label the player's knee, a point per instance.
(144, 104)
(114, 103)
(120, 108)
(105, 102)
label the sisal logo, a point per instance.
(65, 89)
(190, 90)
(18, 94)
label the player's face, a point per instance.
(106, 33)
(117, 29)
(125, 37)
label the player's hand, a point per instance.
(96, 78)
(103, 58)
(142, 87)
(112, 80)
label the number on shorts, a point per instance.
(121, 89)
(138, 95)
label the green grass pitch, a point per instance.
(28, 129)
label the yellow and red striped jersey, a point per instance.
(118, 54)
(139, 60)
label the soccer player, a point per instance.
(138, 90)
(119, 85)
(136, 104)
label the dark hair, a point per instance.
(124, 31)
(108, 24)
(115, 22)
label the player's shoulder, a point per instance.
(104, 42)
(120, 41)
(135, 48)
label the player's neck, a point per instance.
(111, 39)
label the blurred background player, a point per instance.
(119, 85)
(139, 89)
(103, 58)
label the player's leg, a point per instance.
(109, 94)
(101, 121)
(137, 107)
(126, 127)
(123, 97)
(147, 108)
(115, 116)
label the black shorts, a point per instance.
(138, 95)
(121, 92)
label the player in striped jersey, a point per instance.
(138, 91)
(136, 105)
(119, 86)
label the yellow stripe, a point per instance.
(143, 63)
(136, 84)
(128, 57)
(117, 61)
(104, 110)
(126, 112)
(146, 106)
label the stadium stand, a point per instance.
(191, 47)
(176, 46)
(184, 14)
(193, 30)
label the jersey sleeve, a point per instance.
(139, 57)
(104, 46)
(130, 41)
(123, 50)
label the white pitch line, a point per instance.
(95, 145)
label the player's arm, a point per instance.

····················

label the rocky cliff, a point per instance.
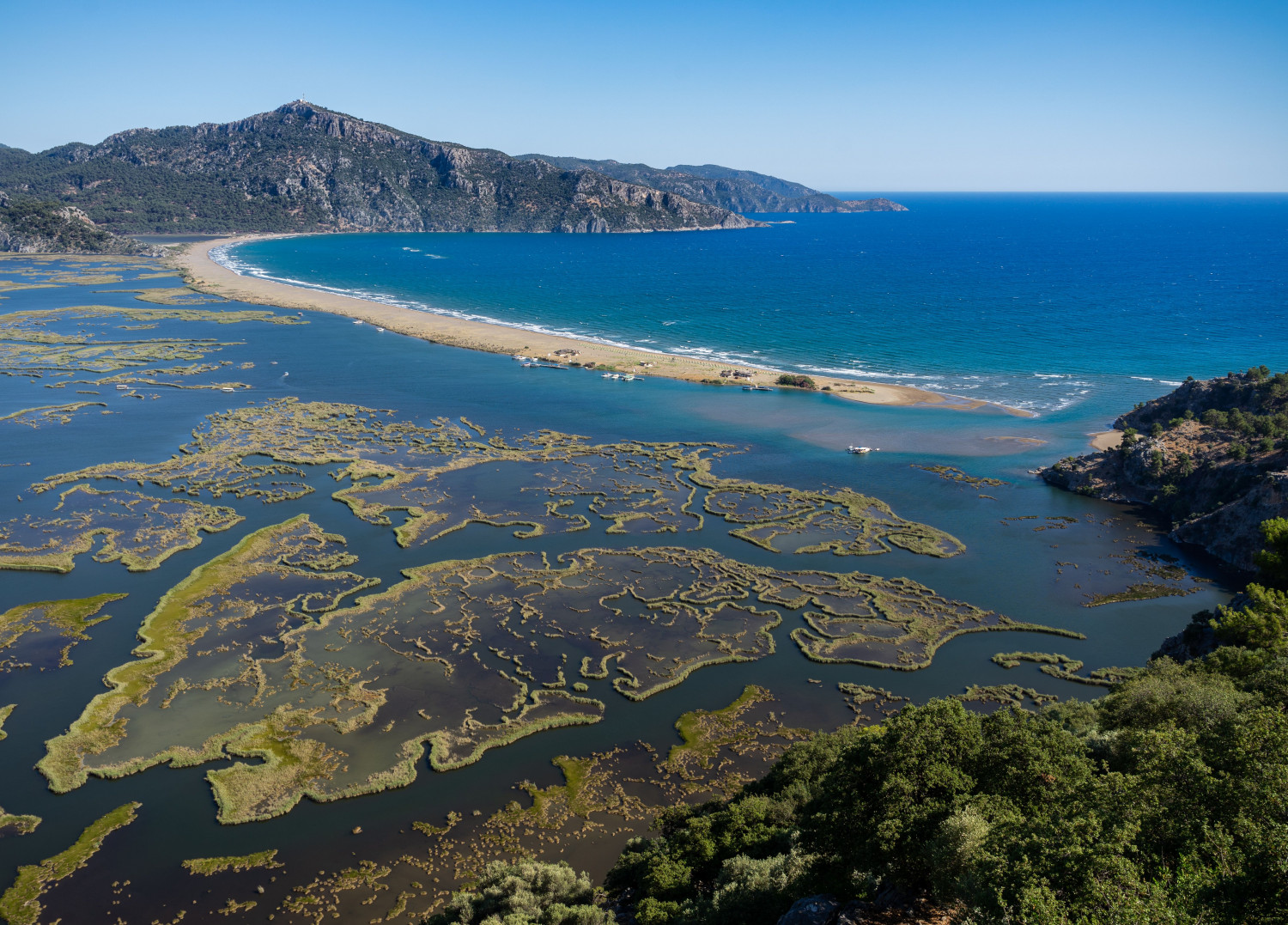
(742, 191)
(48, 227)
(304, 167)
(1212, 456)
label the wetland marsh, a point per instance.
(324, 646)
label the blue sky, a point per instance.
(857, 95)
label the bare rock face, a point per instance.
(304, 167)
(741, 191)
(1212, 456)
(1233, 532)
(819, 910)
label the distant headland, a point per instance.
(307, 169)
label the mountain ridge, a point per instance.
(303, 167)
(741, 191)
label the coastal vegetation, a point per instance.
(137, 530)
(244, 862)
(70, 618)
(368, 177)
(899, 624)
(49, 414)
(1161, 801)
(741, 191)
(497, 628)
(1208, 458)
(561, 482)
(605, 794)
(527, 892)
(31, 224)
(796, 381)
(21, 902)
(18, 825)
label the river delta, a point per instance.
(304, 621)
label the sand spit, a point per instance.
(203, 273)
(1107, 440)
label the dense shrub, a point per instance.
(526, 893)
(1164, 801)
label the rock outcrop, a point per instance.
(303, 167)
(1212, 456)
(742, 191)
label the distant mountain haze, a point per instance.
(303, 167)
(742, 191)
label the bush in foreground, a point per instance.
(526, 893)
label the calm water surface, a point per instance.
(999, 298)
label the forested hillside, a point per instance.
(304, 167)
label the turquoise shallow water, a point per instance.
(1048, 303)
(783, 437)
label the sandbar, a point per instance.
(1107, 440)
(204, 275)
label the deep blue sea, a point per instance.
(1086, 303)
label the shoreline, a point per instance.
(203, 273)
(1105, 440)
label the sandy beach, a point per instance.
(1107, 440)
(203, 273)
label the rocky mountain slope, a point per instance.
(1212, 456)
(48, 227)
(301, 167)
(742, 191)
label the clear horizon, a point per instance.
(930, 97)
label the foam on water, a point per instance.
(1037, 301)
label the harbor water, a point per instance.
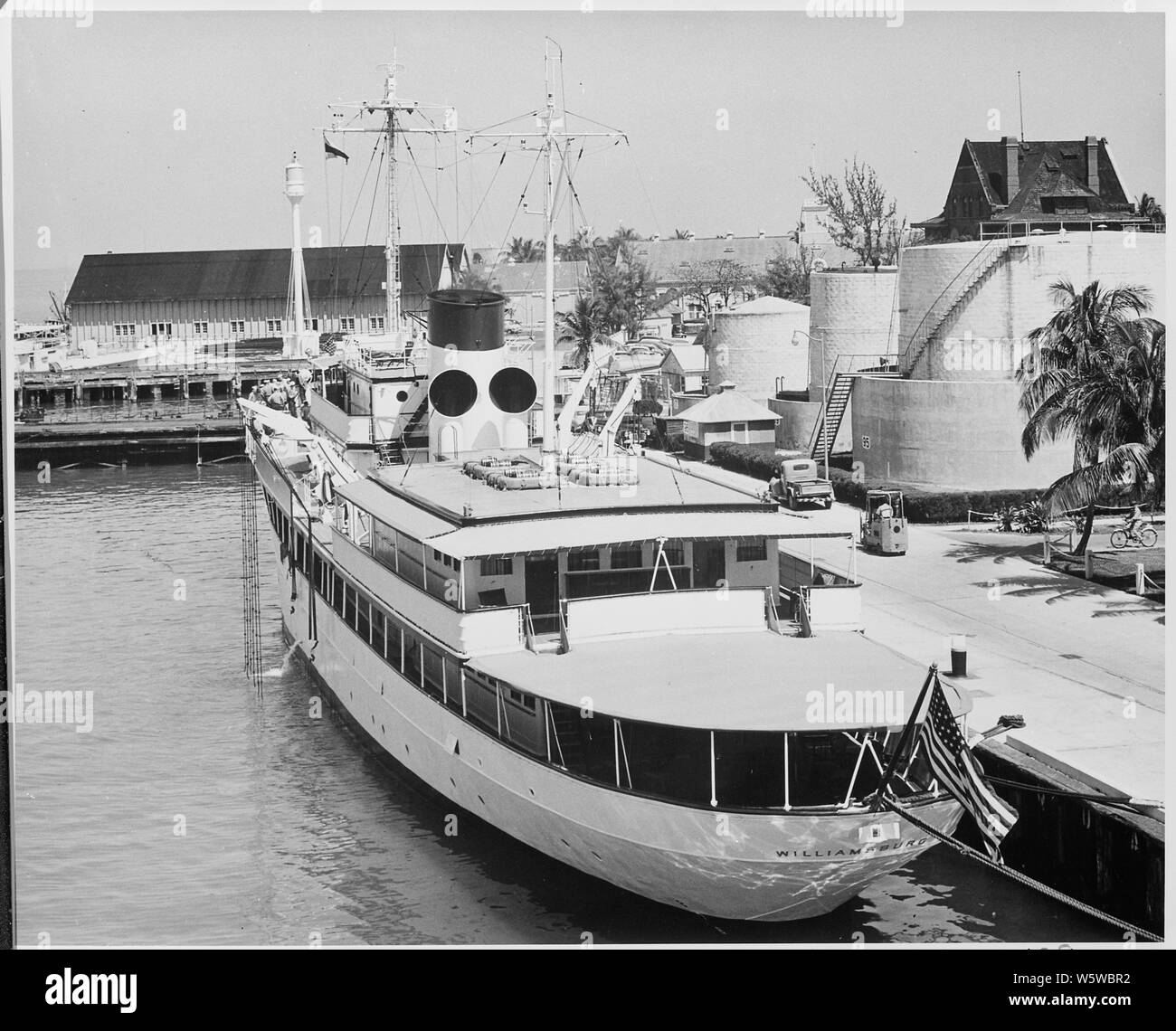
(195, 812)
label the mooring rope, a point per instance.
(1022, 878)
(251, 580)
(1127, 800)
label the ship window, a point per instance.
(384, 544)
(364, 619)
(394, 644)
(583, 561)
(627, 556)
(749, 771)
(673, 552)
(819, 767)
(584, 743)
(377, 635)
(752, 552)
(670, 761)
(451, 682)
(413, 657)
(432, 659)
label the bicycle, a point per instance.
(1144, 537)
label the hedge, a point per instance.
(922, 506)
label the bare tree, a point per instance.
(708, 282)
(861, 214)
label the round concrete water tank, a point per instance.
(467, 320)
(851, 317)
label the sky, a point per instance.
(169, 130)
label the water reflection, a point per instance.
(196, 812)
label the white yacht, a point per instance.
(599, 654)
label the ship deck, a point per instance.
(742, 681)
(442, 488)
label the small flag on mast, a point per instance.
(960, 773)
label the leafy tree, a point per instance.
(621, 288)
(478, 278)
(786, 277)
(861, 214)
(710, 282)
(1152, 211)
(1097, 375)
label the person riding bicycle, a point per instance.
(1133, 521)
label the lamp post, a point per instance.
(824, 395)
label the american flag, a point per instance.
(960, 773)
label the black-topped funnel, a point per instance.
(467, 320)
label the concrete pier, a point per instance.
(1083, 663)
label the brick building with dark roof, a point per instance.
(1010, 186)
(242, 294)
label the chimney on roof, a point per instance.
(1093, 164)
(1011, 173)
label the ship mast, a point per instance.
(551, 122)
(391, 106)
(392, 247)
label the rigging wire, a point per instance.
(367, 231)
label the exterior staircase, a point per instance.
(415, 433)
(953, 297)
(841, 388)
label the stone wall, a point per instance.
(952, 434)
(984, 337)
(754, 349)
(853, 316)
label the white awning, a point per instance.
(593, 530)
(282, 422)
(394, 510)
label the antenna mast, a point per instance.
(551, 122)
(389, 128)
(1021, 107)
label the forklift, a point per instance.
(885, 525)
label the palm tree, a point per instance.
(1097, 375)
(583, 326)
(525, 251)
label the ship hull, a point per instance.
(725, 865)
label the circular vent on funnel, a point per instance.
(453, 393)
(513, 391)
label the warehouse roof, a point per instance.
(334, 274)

····················

Exercise instructions:
Would you print, exactly as written, every line above from the one holding "label the stadium" through the one holding "label the player's arm, a point per instance.", with both included and no other lines?

Output of the task:
label the stadium stand, a point per instance.
(191, 47)
(176, 46)
(184, 14)
(193, 30)
label the jersey sleeve, a point per instance.
(139, 57)
(104, 46)
(130, 41)
(123, 50)
label the white pitch line, a point per instance.
(95, 145)
label the player's arm, a point per instance.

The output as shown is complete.